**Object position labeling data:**
□ □ □

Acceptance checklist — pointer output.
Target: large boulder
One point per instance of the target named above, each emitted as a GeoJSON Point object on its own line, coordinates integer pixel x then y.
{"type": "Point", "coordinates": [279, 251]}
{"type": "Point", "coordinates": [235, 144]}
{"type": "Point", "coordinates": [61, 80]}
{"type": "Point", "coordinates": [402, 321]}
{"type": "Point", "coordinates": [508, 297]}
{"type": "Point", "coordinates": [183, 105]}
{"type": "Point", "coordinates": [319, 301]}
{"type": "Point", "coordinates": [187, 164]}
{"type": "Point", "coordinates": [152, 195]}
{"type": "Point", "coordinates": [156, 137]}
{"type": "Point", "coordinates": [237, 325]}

□ □ □

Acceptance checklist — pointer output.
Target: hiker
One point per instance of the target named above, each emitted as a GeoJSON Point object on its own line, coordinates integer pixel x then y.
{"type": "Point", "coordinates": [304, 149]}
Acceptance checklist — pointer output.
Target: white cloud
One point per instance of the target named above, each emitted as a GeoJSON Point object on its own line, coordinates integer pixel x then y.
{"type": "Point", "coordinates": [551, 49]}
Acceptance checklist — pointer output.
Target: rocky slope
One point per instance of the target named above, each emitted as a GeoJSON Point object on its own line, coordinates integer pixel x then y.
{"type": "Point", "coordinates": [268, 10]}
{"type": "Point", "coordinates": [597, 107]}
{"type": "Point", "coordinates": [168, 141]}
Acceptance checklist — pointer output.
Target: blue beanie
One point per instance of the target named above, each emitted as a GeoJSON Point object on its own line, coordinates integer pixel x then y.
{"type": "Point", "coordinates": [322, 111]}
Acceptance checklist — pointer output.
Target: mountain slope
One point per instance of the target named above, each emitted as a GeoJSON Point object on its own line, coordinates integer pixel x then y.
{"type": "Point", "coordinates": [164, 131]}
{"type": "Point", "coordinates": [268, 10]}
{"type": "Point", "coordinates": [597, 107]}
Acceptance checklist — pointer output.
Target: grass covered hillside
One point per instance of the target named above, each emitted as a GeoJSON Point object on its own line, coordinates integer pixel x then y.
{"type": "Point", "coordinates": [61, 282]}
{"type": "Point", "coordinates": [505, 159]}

□ □ □

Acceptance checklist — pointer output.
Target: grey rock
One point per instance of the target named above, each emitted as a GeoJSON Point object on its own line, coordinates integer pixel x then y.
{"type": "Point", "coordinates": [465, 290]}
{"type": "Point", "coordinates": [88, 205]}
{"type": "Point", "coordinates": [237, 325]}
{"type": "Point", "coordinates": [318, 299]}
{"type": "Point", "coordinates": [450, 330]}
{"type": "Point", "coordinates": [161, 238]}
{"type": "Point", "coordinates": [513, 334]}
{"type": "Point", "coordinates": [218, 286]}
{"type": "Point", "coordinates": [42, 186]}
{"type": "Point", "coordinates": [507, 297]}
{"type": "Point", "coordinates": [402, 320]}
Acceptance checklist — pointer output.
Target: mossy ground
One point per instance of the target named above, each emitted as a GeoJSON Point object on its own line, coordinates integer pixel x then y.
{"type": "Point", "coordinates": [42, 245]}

□ □ □

Gather every line of the data above that contains the string "slope", matching case exactly.

**SOLUTION TO THIS TASK:**
Target: rocky slope
Target: mountain slope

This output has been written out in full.